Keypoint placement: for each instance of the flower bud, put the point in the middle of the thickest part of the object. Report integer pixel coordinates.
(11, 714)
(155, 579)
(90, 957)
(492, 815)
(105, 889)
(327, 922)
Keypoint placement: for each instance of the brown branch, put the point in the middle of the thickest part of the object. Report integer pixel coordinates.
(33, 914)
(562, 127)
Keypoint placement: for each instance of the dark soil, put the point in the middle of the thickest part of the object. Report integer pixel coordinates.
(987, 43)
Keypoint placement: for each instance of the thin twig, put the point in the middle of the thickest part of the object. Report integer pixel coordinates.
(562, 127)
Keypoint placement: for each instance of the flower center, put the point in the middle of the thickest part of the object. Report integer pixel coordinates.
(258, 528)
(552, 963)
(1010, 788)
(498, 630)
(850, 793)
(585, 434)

━━━━━━━━━━━━━━━━━━━━━━━━━━━━━━

* Tarefa a realizar
Reescreva todas as linhas acima trocando "brown branch" por "dry branch" e deixando todo o resto igual.

* Resultado do exercício
Keypoint placement: for each instance of the flower bud, put the point in the middle of the thickest part of the object. Report integer pixel coordinates.
(11, 714)
(155, 579)
(90, 957)
(492, 815)
(105, 889)
(327, 922)
Keypoint placement: for each instance of the dry branch, put the point in the middle of the thickest part of the object. Report integer pixel coordinates.
(33, 914)
(562, 127)
Keypoint placement: for each instance of the dark soil, put the point in the middle of the thickest part of the object. Report integer pixel coordinates.
(987, 43)
Keypoint placement: for each instance of the thin twig, put the point in the middle of the thickest part of the object. Report integer pixel coordinates.
(562, 127)
Keypoint placement: for each instance of the flower center, put the point in the middle of the thickest part of the object. Report integer pixel coordinates.
(258, 528)
(552, 963)
(1010, 788)
(498, 630)
(850, 793)
(585, 434)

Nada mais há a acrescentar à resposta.